67% of US LNG exports went to EU countries and the UK as European countries kept refilling their storage inventories. Apart from dry gas production, high crude oil prices led to increase in natural gas production, with associated gas production from oil wells pitching in to contribute towards record LNG exports. Supply comes from a handful of regions, with production coming from shale including gas plays like the Marcellus, Haynesville, and Barnett shales as well as from associated gas from unconventional oil plays like the Permian, Bakken and Eagle Ford. The total net gas exports from USA averaged 13.6 Bcf/d, which means that 2 Bcf/d of natural gas was exported through pipelines (15% of total natural gas exported). For context, total US natural gas production amounted to ~97 Bcf/d in 2022, so the net exports are ~11% of the total gas production, while 89% is consumed domestically6.
Figure 3: US Natural production, consumption and net exports5
Recently, U.S. President Joe Biden paused approvals for pending and future applications to export liquefied natural gas (LNG) from new projects, a move that analysts believe was made under pressure from climate activists and large industrial companies who may be afraid of rising domestic gas prices as US starts to export more gas in the form of LNG. Since 2024 is election year, this could easily be a tactic to pacify the liberal voters. While this pause may affect the FIDs for LNG projects in the short term, the wider impact is not clear today.
If this decision were to be reversed post elections, it is expected that North American gas will continue to be exported resulting in higher domestic prices. Since most of the LNG infrastructure is being built in USA instead of Canada, the Canadian companies could be the indirect beneficiaries of a tight US gas market. This would likely happen as most US based gas companies would sell their gas at a higher LNG pricing instead of Henry Hub pricing resulting in a shortage of US domestic gas that Canada stands primed to fulfil.
Qatar
Qatar’s LNG exports stood at 10.4 Bcf/d in the first half of 2023. Qatar plans to gradually increase the country’s export capacity to 19.7 billion cubic feet per day (Bcf/d) when the six new liquefaction trains linked to two new North Field LNG export terminal projects enter commercial service. These projects would boost its LNG output by 64% by 2027. Qatar has also signed 27-year agreements with Shell and Total for supplying LNG till 20537.

What is needed:
Decide whether each statement below agrees with the text on natural gas exports, answering yes or no and quoting the exact words of the text that settle it. 1. Most US LNG exports went to EU countries and the UK. 2. Qatar's new export projects would raise its LNG output by 64% by 2030. 3. Most LNG infrastructure is being built in Canada rather than the USA.

Dataset excerpt:
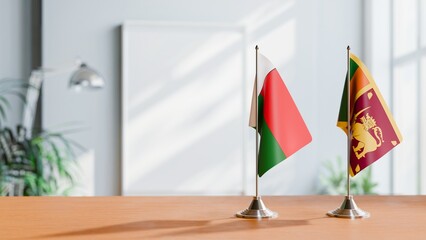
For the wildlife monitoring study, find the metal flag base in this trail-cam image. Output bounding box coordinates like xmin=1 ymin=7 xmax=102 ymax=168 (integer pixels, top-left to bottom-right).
xmin=327 ymin=195 xmax=370 ymax=219
xmin=235 ymin=197 xmax=278 ymax=218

Final result:
1. Yes: "67% of US LNG exports went to EU countries and the UK"
2. No: "These projects would boost its LNG output by 64% by 2027."
3. No: "most of the LNG infrastructure is being built in USA instead of Canada"